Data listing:
==*==
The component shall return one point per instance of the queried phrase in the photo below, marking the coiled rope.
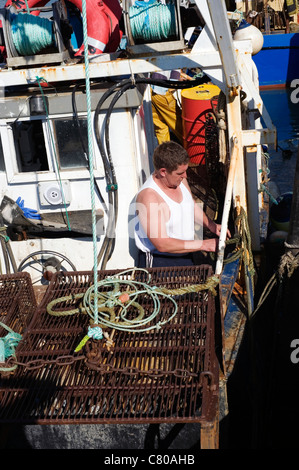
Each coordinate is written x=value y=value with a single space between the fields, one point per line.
x=31 y=34
x=152 y=21
x=117 y=303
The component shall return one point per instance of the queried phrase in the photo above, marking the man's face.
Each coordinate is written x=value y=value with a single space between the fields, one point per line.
x=174 y=178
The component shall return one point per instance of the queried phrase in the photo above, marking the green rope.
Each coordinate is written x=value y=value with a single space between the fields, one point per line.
==*==
Exercise prompt:
Take the line with "the man's face." and all lines after it through the end of the records, and write them out exactly; include nothing else.

Solution for this task:
The component shall return one point per instance of the queried phrase in the photo above, marking the man's face.
Each coordinate is written x=value y=value with a single space between the fields, one point per line.
x=174 y=178
The component shall return one point per instance of the queried phrase in the photo above, marking the green rope.
Each coordinate is written x=value y=value with a single space between the fields, one point per line.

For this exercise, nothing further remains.